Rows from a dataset
----

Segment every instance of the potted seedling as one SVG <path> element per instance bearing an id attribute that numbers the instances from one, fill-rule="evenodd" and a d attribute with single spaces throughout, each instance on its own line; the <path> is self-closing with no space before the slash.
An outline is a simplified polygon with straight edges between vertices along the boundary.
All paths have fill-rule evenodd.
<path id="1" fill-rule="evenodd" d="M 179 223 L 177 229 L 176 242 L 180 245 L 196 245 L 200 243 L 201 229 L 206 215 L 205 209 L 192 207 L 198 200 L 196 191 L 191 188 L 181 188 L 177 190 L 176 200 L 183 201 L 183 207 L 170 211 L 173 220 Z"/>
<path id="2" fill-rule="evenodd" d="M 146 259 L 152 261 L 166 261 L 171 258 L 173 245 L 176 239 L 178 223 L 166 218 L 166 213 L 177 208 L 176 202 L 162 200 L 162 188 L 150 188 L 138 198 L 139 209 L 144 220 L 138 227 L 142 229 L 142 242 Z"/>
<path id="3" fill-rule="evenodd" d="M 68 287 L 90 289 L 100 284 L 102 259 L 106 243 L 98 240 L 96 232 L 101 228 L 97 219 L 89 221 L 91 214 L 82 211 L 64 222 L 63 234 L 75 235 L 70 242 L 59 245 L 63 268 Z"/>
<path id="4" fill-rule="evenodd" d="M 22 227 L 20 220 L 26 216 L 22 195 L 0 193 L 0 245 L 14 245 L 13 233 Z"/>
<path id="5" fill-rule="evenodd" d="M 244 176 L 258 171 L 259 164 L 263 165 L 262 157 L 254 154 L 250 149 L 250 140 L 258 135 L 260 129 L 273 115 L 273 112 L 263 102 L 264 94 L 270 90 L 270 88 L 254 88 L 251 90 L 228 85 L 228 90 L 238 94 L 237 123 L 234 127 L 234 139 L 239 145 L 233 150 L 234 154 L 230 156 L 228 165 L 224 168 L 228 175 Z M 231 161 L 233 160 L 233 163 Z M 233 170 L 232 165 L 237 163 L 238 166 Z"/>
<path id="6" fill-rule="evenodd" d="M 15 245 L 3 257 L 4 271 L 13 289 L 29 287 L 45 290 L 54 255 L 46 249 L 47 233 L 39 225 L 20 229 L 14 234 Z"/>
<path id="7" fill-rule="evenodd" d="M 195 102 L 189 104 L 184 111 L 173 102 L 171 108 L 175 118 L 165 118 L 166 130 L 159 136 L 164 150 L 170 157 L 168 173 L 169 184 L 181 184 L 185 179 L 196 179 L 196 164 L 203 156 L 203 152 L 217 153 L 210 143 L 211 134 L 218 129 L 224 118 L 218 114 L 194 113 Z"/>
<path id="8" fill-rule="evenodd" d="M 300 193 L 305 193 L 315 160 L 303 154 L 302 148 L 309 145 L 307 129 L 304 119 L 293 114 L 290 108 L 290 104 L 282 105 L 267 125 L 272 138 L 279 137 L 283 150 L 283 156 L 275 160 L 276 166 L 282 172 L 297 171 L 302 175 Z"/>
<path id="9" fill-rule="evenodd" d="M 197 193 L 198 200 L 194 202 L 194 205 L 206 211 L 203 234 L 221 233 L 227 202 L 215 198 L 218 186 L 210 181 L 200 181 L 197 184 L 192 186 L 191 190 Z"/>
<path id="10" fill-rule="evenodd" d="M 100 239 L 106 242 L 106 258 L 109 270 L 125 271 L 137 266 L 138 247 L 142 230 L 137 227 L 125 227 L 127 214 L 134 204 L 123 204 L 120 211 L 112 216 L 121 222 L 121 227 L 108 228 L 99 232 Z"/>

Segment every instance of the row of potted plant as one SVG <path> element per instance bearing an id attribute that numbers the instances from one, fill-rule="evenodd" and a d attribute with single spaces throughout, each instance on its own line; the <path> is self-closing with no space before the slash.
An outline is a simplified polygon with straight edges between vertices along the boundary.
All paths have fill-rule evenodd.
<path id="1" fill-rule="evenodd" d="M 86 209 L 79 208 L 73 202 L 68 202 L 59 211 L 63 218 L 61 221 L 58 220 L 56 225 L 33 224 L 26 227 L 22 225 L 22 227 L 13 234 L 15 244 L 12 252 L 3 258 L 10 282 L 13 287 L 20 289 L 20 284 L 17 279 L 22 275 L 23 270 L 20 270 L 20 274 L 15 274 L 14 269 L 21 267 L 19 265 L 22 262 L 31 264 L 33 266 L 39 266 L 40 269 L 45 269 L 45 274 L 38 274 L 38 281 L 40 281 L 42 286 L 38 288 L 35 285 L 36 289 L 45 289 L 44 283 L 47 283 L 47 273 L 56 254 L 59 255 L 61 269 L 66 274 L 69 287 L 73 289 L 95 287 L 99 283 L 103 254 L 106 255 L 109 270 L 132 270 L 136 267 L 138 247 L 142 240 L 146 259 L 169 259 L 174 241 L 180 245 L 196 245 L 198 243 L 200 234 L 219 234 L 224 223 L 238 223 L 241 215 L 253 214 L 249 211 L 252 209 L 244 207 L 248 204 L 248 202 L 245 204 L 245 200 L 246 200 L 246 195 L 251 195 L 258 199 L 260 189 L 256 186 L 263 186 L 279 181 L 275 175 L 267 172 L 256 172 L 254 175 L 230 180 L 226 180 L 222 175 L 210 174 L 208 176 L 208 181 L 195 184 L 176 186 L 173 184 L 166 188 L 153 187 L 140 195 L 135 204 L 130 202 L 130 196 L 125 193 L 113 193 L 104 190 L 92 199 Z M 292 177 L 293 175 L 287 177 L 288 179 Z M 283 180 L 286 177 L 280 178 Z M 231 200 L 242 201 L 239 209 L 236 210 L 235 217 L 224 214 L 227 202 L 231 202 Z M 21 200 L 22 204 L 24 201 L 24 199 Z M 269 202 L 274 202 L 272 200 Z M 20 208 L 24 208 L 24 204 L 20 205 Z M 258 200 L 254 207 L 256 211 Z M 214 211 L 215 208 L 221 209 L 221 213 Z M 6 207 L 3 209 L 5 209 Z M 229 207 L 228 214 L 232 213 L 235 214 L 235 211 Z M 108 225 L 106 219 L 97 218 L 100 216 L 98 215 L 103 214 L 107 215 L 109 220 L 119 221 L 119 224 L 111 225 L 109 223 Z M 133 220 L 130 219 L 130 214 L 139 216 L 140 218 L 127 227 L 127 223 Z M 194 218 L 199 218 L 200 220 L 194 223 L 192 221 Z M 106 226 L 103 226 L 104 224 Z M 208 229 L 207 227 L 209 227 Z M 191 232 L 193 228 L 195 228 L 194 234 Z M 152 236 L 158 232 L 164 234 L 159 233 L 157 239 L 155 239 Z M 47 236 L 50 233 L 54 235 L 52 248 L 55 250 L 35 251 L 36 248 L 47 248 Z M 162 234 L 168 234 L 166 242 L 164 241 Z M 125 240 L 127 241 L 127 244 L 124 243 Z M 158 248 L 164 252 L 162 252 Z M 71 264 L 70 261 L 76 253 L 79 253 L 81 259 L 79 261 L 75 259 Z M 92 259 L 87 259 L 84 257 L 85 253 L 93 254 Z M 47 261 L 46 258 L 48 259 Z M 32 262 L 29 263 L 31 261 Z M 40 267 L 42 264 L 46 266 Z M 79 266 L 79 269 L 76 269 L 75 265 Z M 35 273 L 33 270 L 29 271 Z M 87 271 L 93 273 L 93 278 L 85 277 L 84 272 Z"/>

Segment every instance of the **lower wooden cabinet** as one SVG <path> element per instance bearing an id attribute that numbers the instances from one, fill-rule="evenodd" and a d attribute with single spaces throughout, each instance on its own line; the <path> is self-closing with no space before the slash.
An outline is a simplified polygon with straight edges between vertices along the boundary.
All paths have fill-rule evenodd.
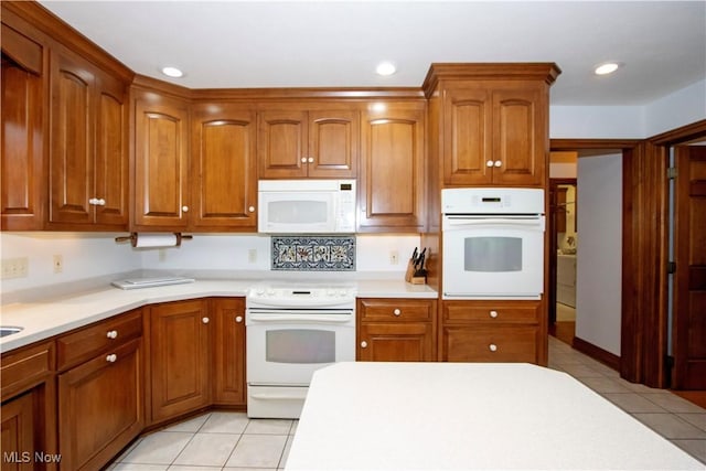
<path id="1" fill-rule="evenodd" d="M 99 470 L 145 427 L 142 311 L 56 340 L 62 470 Z"/>
<path id="2" fill-rule="evenodd" d="M 442 301 L 439 360 L 546 365 L 543 301 Z"/>
<path id="3" fill-rule="evenodd" d="M 142 339 L 58 375 L 62 470 L 99 470 L 143 428 Z"/>
<path id="4" fill-rule="evenodd" d="M 213 404 L 245 406 L 245 299 L 213 298 Z"/>
<path id="5" fill-rule="evenodd" d="M 436 311 L 431 299 L 359 299 L 357 360 L 434 361 Z"/>
<path id="6" fill-rule="evenodd" d="M 3 471 L 56 470 L 54 342 L 2 355 L 0 428 Z"/>
<path id="7" fill-rule="evenodd" d="M 208 405 L 211 315 L 205 299 L 164 302 L 150 314 L 150 424 Z"/>

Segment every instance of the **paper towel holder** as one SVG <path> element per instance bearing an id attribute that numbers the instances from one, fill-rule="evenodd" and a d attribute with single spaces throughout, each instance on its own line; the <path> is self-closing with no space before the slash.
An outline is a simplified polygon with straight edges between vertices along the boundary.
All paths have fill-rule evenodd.
<path id="1" fill-rule="evenodd" d="M 176 244 L 174 245 L 174 247 L 180 247 L 182 240 L 191 240 L 192 238 L 194 238 L 194 236 L 192 235 L 186 235 L 182 233 L 173 233 L 173 234 L 176 237 Z M 136 247 L 137 240 L 138 240 L 138 233 L 130 233 L 129 236 L 120 236 L 115 238 L 116 243 L 124 243 L 128 240 L 130 242 L 130 245 L 132 247 Z"/>

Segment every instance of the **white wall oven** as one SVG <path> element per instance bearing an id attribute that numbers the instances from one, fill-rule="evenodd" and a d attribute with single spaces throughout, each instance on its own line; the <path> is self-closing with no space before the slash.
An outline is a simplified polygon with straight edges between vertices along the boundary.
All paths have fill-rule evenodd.
<path id="1" fill-rule="evenodd" d="M 443 299 L 539 299 L 544 190 L 441 191 Z"/>
<path id="2" fill-rule="evenodd" d="M 248 417 L 299 418 L 313 372 L 355 361 L 353 287 L 254 287 L 245 323 Z"/>

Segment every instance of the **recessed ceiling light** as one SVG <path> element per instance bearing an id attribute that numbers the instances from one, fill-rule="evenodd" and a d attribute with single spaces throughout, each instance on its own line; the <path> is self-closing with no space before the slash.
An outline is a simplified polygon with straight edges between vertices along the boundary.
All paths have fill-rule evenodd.
<path id="1" fill-rule="evenodd" d="M 184 76 L 184 73 L 176 67 L 162 67 L 162 74 L 172 78 L 180 78 Z"/>
<path id="2" fill-rule="evenodd" d="M 375 68 L 375 72 L 377 72 L 377 75 L 387 76 L 393 75 L 395 72 L 397 72 L 397 67 L 395 67 L 395 64 L 393 64 L 392 62 L 381 62 L 379 64 L 377 64 L 377 68 Z"/>
<path id="3" fill-rule="evenodd" d="M 617 62 L 606 62 L 596 66 L 596 69 L 593 72 L 596 73 L 596 75 L 608 75 L 616 72 L 620 67 L 620 65 L 621 64 Z"/>

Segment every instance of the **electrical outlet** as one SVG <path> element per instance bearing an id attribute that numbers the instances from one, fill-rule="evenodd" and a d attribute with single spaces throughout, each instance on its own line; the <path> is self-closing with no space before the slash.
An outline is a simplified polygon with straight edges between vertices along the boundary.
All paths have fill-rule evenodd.
<path id="1" fill-rule="evenodd" d="M 64 271 L 64 257 L 61 254 L 54 255 L 54 272 L 61 274 Z"/>
<path id="2" fill-rule="evenodd" d="M 389 265 L 397 265 L 397 264 L 399 264 L 399 251 L 391 250 L 389 251 Z"/>
<path id="3" fill-rule="evenodd" d="M 4 258 L 2 260 L 2 279 L 26 278 L 30 270 L 26 257 Z"/>

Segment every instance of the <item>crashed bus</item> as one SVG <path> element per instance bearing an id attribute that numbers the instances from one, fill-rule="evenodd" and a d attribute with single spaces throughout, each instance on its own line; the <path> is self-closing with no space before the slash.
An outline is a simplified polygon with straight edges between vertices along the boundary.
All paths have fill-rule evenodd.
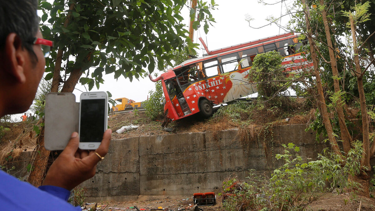
<path id="1" fill-rule="evenodd" d="M 285 71 L 297 71 L 301 66 L 312 66 L 297 50 L 302 44 L 297 35 L 286 33 L 212 51 L 189 59 L 154 79 L 161 81 L 165 100 L 165 126 L 200 113 L 209 117 L 213 106 L 226 103 L 258 92 L 248 78 L 255 56 L 277 51 L 284 57 Z"/>

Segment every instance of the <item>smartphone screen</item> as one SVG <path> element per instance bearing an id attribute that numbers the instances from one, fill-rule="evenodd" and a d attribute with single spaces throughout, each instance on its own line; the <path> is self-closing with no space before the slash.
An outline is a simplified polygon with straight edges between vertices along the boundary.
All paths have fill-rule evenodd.
<path id="1" fill-rule="evenodd" d="M 105 99 L 81 99 L 80 142 L 100 142 L 104 133 Z"/>

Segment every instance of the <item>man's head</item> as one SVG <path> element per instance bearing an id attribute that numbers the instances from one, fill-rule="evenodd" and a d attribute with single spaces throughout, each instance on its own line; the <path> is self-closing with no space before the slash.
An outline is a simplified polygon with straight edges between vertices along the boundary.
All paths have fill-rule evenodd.
<path id="1" fill-rule="evenodd" d="M 0 116 L 28 109 L 45 61 L 36 38 L 42 38 L 37 0 L 0 1 Z"/>

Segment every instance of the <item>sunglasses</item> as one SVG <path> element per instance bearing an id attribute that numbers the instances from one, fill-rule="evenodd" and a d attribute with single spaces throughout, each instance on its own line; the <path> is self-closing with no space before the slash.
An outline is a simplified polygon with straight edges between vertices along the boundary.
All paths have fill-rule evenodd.
<path id="1" fill-rule="evenodd" d="M 53 42 L 50 40 L 40 38 L 34 38 L 32 42 L 34 45 L 40 45 L 44 57 L 48 57 L 51 53 L 51 49 L 53 46 Z"/>

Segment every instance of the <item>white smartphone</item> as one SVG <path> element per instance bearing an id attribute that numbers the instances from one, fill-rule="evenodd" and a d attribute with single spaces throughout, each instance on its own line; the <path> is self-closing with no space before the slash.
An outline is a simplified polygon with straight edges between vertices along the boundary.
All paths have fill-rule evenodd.
<path id="1" fill-rule="evenodd" d="M 107 129 L 108 95 L 105 92 L 83 92 L 80 103 L 80 149 L 96 149 Z"/>

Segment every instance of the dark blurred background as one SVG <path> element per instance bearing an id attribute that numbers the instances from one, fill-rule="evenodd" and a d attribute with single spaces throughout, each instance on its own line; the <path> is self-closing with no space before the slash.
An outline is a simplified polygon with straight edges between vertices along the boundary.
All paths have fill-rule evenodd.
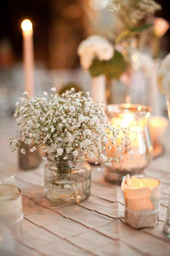
<path id="1" fill-rule="evenodd" d="M 36 95 L 41 95 L 53 87 L 59 91 L 70 86 L 84 91 L 90 90 L 91 78 L 89 73 L 83 71 L 80 66 L 77 50 L 80 42 L 89 35 L 99 33 L 102 29 L 104 32 L 105 26 L 109 25 L 112 30 L 114 25 L 116 28 L 113 13 L 103 13 L 102 10 L 93 8 L 95 3 L 104 4 L 108 1 L 2 1 L 0 115 L 4 111 L 6 115 L 13 113 L 15 102 L 25 90 L 21 24 L 26 18 L 30 19 L 33 25 Z M 156 16 L 170 22 L 170 2 L 167 0 L 156 2 L 162 8 L 156 12 Z M 99 14 L 96 15 L 97 12 Z M 95 30 L 95 25 L 98 26 L 98 31 Z M 170 52 L 170 39 L 169 29 L 161 40 L 162 58 Z M 123 85 L 115 87 L 118 91 L 114 93 L 117 100 L 119 98 L 117 95 L 119 94 L 122 96 L 125 88 Z M 115 103 L 124 101 L 118 101 Z M 164 100 L 162 107 L 166 108 L 165 102 Z"/>
<path id="2" fill-rule="evenodd" d="M 87 2 L 83 0 L 83 2 Z M 170 2 L 156 1 L 162 7 L 156 16 L 170 22 Z M 20 24 L 28 18 L 33 24 L 35 58 L 51 68 L 74 68 L 79 64 L 76 54 L 79 43 L 88 35 L 90 28 L 81 3 L 77 0 L 6 0 L 0 9 L 0 42 L 8 40 L 13 61 L 22 59 Z M 170 51 L 170 30 L 162 40 Z"/>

----

(GIVEN PROBLEM): Can you write out the data word for word, from its very first line through the line containing "179 223 L 177", with both of those lines included?

(TASK ANSWER):
Segment every instance of the potted seedling as one SVG <path> element per instance bearing an id attribute that numbers the instances from one, fill-rule="evenodd" and a d attribute with single spaces throughout, each instance on its own line; the <path> is self-closing with no space before the slash.
An outline is a simplified polygon with straight edges between vertices along the boundary.
All paths have fill-rule evenodd.
<path id="1" fill-rule="evenodd" d="M 179 223 L 177 229 L 176 242 L 180 245 L 196 245 L 200 243 L 201 229 L 206 215 L 205 209 L 192 207 L 198 200 L 196 191 L 191 188 L 181 188 L 177 190 L 176 200 L 183 201 L 183 207 L 170 211 L 173 220 Z"/>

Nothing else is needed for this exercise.